**Written problem 1**: Retype the Potter Creek neighborhood text below, from "Another music neighbor" up to and including "first in Features.)".
**Written problem 2**: List every street address with a house number that appears in the Potter Creek neighborhood text below.
**Written problem 3**: Proceed with the Potter Creek neighborhood text below, picking up after its final sentence.

**Text section**:
----------

Another music neighbor is Fantasy Records, who are now the repository of the great jazz and blues catalogues of the '50s and '60s; among them Prestige, Contemporary and Riverside. Many of these recordings are available on their CDs and LPs. Their offices, recording and mixing studios and their archives are in our neighborhood at Tenth and Parker and one of their web pages is






If Jerry is a hunk, then Anthy is a babe and John, a man of few words and good-looking, is most like their dad, Nick. After Nick died some years ago, he appeared to me in a dream. "Don't worry" he said "Everything's all right." That was easy for him to say, for judging from his peaceful calm he had gone to a place of no worry. (This is the opening of a story about one of our neighborhood's oldest family-owned businesses, V & W Door and Window. The story will be one of the first in Features.)

Jerry Victor of V & W with an old time customer, Larry Weber









Are the L.J. Kruse boys my favorite plumbers? Probably so, . . . certainly they're my neighbors and a "class act" - for just how "class" see their web site at and for their "time and grade" go to the history page Also check out their facility at 920 Pardee. (They planted those blossoming fruit trees shortly after they moved in - the blossoms brighten late, grey Winter.) And on the sides of their trucks they have painted "a century of service," which, in their case, is more than a slogan.








My former UPS driver, Gary Williams

and his

Suzuki GSXR 1000







Juan's Place is my favorite Mexican restaurant in the world -- mostly because the food tastes good, the ingredients are fresh, the plates are hot and Juan can be seen early every morning sweeping the side-walk in front of his restaurant -- also, the portions are generous and the prices are reasonable. (Dr. Adelman's friend from Mexico, a professor at the University of Veracruz, and very beautiful, offered on finishing her lunch "I like it, it's what we have at home.") Juan's Place is at 941 Carleton and his telephone number is 510-845-6904. I have been Juan's neighbor for several decades.



Mi Tierra Foods is a refreshing bicycle ride away from much of Potter Creek. It is just South of University at 2082 San Pablo Avenue. The owner, Jesus Mendez, features Hispanic products from Mexico, Central and South America and his business card advertises "FRESH TAMALES, TORTILLA & BREAD DAILY." His food is good and really reasonably priced. He has baked goods, produce, canned goods, meat and fish, dairy, and at the back of the store there is a delicatessen.




Recently I was taken to Rick and Ann's for breakfast. It was pretty much "round up the usual suspects" -- another variation on the California Breakfast theme. A theme to which I can speak with "authority" as I worked at the Buttercup Bakery in the '70s when Richards and Mike Haley invented the California Breakfast. (They invented it at much the same time Alice Waters invented California Cuisine -- in its lowest form, undercooked vegetables and a piece of fish.) But I was struck by how much Rick and Ann's offering was much the same as the Buttercup breakfast of thirty years ago.

----------

**Dataset content**:
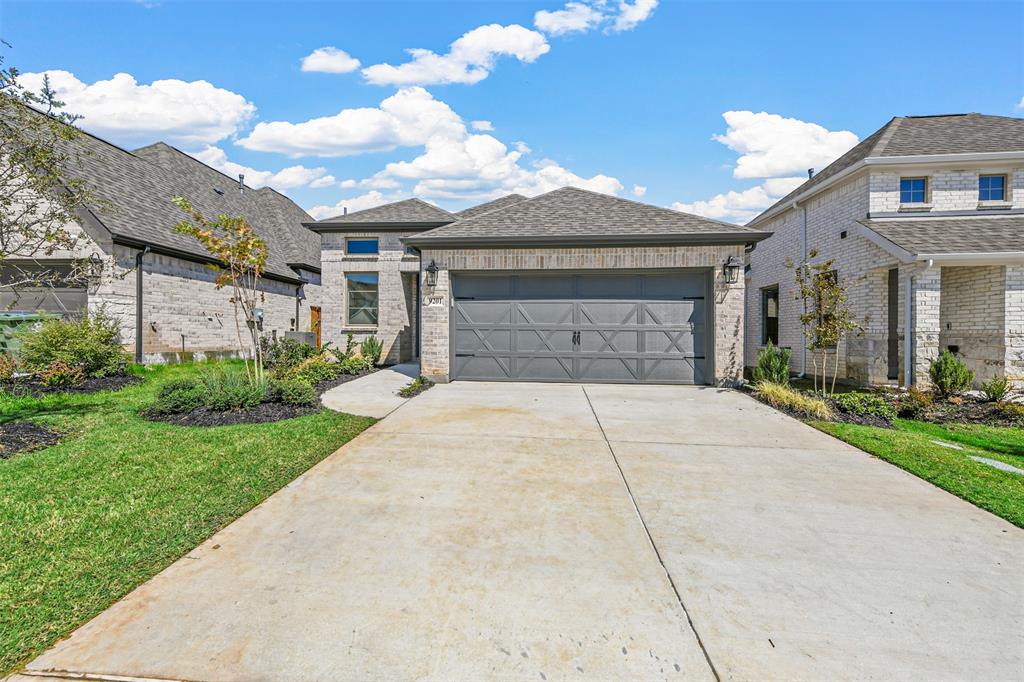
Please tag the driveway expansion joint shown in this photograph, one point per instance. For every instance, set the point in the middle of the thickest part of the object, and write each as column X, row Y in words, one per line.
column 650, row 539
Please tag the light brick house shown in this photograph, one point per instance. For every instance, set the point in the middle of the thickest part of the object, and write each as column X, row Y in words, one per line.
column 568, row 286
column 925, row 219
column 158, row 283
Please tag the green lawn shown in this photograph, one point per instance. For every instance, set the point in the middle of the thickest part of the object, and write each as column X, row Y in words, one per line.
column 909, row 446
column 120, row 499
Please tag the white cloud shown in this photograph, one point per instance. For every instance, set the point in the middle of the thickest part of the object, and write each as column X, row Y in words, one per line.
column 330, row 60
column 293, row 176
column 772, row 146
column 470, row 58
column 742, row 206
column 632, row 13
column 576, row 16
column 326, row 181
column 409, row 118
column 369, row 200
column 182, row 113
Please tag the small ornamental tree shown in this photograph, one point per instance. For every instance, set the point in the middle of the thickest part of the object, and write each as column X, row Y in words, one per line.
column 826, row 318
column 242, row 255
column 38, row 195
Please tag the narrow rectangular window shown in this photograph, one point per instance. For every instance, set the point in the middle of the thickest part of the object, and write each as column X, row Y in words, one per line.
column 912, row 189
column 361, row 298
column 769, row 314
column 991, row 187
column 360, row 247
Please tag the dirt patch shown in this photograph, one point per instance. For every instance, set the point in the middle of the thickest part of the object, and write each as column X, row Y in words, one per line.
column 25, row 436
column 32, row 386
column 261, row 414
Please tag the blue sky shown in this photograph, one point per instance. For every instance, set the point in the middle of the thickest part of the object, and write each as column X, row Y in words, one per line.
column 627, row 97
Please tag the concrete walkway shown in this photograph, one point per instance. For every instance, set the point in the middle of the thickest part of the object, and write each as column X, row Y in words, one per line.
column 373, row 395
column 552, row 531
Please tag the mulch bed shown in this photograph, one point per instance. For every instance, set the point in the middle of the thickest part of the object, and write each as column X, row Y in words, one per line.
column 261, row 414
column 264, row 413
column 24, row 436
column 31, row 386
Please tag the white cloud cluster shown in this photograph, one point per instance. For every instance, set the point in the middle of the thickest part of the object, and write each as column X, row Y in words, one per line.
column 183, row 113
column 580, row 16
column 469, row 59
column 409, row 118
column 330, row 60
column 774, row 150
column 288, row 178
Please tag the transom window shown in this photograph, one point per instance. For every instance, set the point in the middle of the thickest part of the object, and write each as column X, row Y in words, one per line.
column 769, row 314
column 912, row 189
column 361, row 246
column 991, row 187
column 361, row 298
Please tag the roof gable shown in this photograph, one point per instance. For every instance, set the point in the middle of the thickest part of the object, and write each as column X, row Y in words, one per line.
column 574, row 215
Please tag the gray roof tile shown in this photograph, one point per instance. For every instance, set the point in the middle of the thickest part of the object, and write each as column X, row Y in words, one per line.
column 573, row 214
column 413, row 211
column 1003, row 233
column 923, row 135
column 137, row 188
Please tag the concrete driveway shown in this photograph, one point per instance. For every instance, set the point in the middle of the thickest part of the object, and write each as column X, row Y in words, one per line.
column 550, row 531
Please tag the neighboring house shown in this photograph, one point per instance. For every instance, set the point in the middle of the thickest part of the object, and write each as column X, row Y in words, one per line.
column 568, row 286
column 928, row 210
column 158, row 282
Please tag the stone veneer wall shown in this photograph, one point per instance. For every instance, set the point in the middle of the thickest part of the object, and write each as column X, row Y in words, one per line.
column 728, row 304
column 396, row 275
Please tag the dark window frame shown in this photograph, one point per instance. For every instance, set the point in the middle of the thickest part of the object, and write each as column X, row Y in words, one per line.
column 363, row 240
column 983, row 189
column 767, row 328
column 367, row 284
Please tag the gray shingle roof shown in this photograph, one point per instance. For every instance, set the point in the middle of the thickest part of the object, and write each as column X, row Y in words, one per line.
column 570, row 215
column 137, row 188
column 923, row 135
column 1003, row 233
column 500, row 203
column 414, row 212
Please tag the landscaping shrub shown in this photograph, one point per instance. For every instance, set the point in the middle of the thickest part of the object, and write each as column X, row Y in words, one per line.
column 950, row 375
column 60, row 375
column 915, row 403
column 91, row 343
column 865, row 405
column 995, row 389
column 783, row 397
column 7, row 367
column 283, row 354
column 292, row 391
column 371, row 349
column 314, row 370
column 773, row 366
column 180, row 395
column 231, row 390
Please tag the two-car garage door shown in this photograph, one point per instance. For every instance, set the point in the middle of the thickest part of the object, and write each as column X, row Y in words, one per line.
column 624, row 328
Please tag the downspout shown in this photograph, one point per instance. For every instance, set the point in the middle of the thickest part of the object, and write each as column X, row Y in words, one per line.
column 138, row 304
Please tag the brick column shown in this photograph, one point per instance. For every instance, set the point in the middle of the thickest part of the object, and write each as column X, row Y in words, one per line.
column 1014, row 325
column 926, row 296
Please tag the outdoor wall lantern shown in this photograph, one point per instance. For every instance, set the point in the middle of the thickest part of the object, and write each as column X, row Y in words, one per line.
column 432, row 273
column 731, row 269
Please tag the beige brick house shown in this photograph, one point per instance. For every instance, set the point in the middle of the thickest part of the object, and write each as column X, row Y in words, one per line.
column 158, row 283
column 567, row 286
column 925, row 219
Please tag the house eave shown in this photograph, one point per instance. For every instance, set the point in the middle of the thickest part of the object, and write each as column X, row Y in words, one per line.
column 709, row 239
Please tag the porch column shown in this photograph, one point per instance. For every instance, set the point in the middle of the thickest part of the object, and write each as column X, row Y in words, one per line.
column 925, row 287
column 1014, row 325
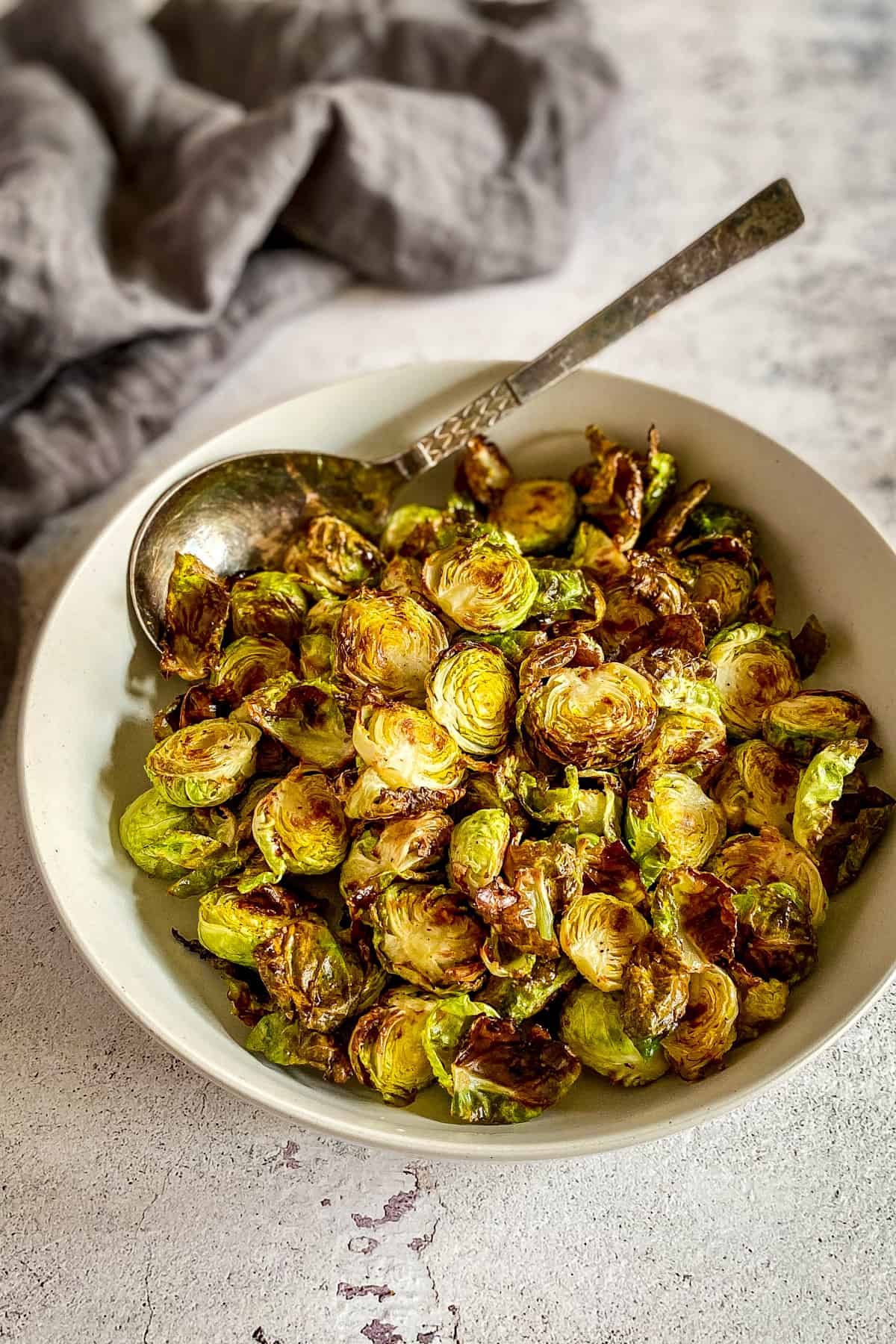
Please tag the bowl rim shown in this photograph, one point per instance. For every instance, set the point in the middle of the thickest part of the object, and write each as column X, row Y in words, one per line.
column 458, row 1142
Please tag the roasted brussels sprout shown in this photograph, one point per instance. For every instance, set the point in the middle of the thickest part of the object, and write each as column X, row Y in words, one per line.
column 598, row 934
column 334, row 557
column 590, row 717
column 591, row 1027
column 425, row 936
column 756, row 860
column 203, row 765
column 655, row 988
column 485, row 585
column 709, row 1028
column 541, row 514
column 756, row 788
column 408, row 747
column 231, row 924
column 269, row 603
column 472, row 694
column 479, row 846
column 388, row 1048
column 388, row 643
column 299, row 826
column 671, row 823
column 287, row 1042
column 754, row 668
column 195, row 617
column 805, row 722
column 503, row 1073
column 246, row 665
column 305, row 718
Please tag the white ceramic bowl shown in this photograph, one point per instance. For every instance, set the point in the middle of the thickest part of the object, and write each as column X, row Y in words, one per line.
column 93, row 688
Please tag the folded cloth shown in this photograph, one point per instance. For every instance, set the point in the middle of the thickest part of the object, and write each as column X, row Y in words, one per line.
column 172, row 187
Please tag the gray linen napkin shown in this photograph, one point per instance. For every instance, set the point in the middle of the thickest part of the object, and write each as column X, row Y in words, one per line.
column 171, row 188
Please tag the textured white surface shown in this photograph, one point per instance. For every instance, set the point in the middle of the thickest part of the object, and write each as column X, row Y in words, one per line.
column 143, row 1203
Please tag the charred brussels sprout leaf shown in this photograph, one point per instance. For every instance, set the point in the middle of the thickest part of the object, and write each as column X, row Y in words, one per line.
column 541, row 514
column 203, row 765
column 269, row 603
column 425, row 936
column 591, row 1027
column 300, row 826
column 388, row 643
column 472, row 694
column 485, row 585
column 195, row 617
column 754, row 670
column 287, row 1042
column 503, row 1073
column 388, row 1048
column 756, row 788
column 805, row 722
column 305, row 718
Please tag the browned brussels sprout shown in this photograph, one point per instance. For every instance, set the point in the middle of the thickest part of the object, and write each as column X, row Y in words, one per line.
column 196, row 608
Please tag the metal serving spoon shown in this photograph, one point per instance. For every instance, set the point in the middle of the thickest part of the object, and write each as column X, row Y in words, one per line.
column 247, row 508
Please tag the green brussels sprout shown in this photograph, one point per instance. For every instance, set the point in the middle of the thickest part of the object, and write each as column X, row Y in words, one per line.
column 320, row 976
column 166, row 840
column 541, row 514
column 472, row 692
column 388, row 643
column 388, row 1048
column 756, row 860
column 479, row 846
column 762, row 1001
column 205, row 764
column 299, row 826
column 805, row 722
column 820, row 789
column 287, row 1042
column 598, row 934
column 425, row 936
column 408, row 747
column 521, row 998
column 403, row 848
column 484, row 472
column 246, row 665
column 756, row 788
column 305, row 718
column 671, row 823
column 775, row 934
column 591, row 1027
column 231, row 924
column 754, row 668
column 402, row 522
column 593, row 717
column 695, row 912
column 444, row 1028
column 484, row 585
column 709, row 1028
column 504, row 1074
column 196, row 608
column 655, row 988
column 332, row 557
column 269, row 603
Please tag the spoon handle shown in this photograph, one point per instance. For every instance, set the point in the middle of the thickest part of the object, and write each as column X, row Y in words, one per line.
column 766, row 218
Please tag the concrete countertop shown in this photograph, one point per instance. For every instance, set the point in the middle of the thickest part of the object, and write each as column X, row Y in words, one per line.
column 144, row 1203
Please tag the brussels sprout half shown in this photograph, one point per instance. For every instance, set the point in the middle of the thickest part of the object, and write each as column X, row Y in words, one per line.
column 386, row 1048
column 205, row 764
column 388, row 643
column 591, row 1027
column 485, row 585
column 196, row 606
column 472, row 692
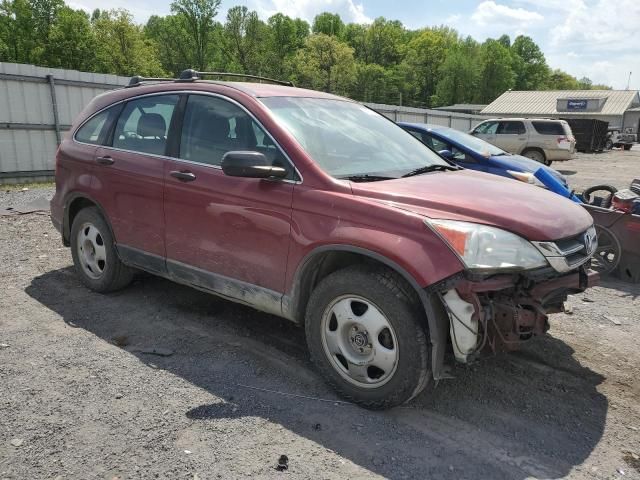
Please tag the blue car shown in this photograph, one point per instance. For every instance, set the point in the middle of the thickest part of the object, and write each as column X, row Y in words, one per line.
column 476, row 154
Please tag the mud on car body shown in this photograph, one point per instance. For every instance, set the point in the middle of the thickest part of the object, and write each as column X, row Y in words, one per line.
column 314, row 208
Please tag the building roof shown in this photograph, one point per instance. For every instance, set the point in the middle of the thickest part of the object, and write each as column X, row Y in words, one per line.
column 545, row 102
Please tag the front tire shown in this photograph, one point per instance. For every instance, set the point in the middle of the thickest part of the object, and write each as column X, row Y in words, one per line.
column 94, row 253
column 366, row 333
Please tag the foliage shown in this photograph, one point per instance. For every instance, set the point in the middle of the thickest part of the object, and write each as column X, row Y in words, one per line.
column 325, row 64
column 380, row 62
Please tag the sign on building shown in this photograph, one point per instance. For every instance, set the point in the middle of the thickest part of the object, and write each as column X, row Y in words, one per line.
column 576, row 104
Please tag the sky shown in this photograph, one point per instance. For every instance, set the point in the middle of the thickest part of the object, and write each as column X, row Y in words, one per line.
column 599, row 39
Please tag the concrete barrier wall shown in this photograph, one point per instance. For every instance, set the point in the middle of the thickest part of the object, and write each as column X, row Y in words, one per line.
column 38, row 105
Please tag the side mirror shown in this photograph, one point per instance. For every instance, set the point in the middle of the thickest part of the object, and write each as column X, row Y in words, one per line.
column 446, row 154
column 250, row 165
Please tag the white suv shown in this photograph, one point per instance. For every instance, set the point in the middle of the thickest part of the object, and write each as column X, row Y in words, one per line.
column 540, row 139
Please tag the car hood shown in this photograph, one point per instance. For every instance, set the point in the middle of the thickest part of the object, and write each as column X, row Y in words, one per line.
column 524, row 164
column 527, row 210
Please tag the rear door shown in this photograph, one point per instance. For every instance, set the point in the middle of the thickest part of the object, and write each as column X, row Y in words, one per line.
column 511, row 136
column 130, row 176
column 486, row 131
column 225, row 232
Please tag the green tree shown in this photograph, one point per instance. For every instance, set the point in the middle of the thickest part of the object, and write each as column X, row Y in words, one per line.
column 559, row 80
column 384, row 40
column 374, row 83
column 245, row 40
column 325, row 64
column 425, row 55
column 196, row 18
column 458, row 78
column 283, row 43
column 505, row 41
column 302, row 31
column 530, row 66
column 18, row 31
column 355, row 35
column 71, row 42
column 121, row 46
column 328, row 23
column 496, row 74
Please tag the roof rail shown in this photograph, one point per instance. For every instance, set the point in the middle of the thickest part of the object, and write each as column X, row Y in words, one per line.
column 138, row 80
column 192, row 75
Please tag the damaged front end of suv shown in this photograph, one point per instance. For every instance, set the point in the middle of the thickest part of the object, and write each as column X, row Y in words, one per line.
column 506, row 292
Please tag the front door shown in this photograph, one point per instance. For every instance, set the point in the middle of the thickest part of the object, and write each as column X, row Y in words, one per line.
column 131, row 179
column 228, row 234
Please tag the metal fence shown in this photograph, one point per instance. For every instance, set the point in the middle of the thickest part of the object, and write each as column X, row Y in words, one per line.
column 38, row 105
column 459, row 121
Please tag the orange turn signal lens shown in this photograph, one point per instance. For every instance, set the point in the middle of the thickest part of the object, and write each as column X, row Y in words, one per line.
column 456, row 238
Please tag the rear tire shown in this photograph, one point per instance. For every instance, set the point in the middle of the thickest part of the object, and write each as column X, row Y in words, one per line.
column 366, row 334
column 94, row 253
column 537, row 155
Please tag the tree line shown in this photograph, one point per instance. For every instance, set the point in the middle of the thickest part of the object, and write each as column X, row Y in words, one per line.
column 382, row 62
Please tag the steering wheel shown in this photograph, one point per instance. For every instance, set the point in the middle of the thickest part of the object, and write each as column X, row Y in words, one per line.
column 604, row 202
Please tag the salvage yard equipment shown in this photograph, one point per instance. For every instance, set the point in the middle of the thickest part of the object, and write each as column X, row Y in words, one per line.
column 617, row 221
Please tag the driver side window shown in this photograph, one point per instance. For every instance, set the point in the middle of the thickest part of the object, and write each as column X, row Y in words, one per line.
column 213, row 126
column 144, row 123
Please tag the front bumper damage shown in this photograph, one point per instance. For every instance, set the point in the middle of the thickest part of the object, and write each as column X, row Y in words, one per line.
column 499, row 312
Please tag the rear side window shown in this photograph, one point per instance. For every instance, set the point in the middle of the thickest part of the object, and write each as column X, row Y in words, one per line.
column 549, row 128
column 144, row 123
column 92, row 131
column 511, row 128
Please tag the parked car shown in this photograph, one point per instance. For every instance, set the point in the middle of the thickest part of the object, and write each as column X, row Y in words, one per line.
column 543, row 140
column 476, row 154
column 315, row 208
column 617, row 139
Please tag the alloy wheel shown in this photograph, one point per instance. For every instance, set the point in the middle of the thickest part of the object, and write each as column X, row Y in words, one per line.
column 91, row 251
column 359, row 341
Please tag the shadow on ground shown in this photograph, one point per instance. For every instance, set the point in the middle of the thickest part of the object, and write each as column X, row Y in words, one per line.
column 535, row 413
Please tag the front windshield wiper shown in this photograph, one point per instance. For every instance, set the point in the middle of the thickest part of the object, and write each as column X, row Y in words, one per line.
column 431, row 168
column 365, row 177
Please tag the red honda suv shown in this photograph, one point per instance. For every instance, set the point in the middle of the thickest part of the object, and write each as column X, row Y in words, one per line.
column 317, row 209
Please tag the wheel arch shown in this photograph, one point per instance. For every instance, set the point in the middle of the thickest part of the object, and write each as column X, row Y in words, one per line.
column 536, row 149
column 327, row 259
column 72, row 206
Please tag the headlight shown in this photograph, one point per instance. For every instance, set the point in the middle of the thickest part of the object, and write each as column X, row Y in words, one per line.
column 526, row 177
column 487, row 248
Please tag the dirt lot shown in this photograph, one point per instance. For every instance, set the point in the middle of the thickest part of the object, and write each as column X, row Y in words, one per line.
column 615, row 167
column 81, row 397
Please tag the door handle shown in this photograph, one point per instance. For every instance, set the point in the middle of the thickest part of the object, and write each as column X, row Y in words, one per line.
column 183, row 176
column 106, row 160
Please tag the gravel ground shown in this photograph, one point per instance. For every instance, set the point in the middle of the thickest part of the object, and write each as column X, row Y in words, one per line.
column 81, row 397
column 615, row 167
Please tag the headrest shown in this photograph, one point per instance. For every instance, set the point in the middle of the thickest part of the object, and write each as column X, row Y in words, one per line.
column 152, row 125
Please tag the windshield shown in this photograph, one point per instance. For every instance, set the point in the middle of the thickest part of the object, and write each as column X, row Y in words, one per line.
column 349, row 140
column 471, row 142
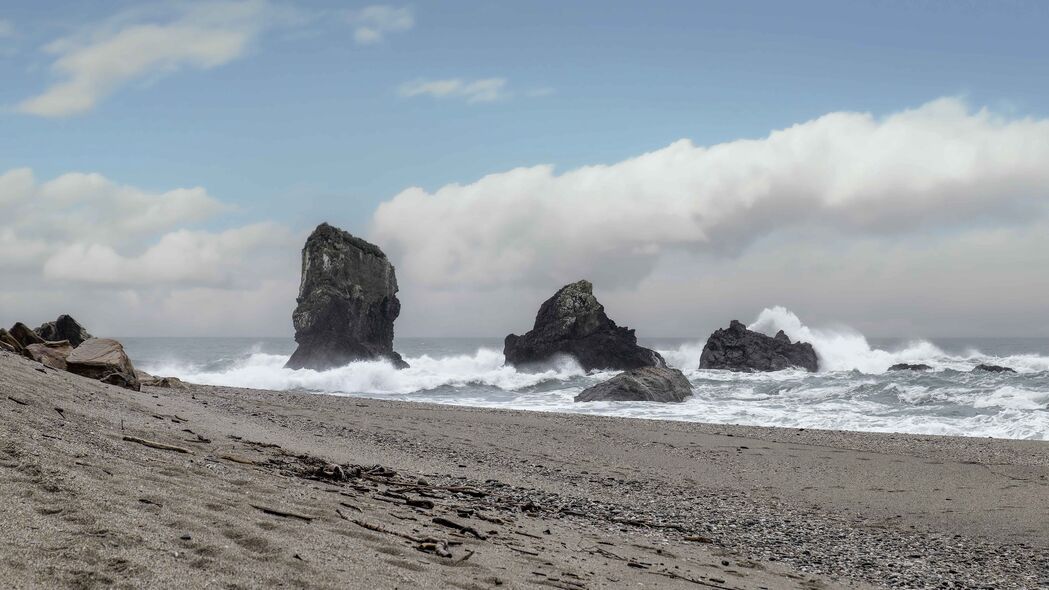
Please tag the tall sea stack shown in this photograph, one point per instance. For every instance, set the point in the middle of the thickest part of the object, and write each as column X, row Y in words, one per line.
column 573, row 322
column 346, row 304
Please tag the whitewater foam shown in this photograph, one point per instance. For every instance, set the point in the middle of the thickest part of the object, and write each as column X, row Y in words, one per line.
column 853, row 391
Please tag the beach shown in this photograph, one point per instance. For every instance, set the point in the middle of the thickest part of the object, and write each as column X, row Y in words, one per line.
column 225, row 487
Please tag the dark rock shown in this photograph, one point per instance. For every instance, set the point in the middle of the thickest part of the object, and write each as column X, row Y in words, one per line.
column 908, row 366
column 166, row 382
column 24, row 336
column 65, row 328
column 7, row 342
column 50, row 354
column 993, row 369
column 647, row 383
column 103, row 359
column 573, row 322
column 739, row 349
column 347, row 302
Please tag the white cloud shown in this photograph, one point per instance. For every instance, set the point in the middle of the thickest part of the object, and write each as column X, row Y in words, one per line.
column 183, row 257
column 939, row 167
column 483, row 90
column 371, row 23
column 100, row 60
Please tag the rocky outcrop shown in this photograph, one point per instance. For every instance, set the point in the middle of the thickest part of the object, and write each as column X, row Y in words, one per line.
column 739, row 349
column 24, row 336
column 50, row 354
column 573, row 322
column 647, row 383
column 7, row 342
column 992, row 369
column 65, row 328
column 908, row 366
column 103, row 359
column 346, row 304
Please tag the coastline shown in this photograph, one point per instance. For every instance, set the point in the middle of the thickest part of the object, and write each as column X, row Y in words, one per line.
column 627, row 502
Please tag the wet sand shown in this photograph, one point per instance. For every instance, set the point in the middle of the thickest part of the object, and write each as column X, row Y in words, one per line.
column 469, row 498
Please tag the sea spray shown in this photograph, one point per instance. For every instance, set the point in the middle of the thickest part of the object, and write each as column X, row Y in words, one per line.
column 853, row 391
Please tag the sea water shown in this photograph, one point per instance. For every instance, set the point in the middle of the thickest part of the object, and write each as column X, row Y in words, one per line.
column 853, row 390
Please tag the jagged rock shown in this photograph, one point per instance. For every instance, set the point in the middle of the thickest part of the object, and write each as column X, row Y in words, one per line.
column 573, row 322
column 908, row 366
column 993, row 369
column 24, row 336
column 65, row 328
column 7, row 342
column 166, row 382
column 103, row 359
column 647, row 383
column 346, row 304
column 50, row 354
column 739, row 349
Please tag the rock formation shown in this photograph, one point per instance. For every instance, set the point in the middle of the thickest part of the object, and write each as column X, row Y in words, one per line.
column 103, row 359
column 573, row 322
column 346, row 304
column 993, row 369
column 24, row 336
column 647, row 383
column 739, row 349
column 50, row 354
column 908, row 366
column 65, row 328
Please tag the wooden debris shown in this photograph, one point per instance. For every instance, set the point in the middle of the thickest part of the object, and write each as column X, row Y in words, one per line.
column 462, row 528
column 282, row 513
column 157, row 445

----------

**Written reply 1**:
Another music neighbor is Fantasy Records, who are now the repository of the great jazz and blues catalogues of the '50s and '60s; among them Prestige, Contemporary and Riverside. Many of these recordings are available on their CDs and LPs. Their offices, recording and mixing studios and their archives are in our neighborhood at Tenth and Parker and one of their web pages is






If Jerry is a hunk, then Anthy is a babe and John, a man of few words and good-looking, is most like their dad, Nick. After Nick died some years ago, he appeared to me in a dream. "Don't worry" he said "Everything's all right." That was easy for him to say, for judging from his peaceful calm he had gone to a place of no worry. (This is the opening of a story about one of our neighborhood's oldest family-owned businesses, V & W Door and Window. The story will be one of the first in Features.)

**Written reply 2**:
920 Pardee
941 Carleton
2082 San Pablo Avenue

**Written reply 3**:
Now, for a fresh approach to breakfast out, I recommend Bacheeso's -- an American breakfast with a Mediterranean and European flair. This is a breakfast skillfully prepared from the freshest ingredients by the Assli family. The fruit-side is always fresh and juicy, the deep-fried potatoes are golden-brown outside and creamy inside, the flat bread fresh, the home-made jams sweet and tasty, the eggs cooked just right, the portions fair, and the prices very reasonable. I have come away several times wondering how breakfast can be such a treat with such subtlety and variety. And I'm amazed at how the ingredients of a simple breakfast can combine into these wonderful flavors and aromas.

Bacheeso's is at 2501 San Pablo Avenue and their phone number is 510-644-2035. (Make sure you have their homemade flat-bread with the homemade preserves.)

For a story about Buttercup Bakery seem my 8/8/03 post.




Harvey my Mailman loves to fish: Here he is catching a rainbow trout in Lake Chabot. Netting the trout is Harv's fishing buddy, Myland Fong, and the young girl with crossed fingers is Maya Wong. The photo was taken by her Dad. (Harvey also loves mountain biking.)

Harvey my Mailman and his friends


Harvey coming in third-in-class at the Napa mountain-bike race





Meredith May does not live in Potter Creek but she often writes of education in Berkeley for the San Francisco Chronicle. She is a Mills graduate, really smart, a fine writer, a tough reporter, and has a good heart. Her stories can be read at

She did once take a welding class in the foundry at the end of Grayson.




Sarah Klise is one of my neighbors. Sarah and her Sister publish children's books and can be reached at their Website

Sarah's illustration from an upcoming story








New to the neighborhood, but not new to quality, is Sharffen Berger Chocolates, the "Brough Superior" of chocolates. Sir Lawrence of Arabia rode a Brough, "The Rolls Royce" of motocycles. Find out something about our new neighbor at Scharffen Berger Chocolate Maker.

Then, perhaps go over to their shop on Heinz and buy some. It's the European kind that Grandma Penndorf only put out on special Sunday afternoons.

A story by Sally Sampson in the November & December 2002 Cook's Illustrated asks "Sharffen Berger [chocolate] costs three times more than Baker's. Is it that much better?" The short answer is yes, and some excerpts from the piece "Are Expensive Unsweetened Chocolates Worth the Money?" tell why.

"We wanted to see if all the fuss over premium chocolates is based on quality . . . . We selected unsweetened chocolate because it is the building-block ingredient in countless desserts . . . Not for nibbling, it is pure, unadulterated chocolate . . . . We constructed a blind tasting . . . sampling a classic American brownie . . . .

Our assumption going into this tasting was that, in general, the more expensive brands would prevail . . . . However, we found a surprising range of taste differences. If unsweetened chocolate is pure chocolate, how could one brand be so different from another?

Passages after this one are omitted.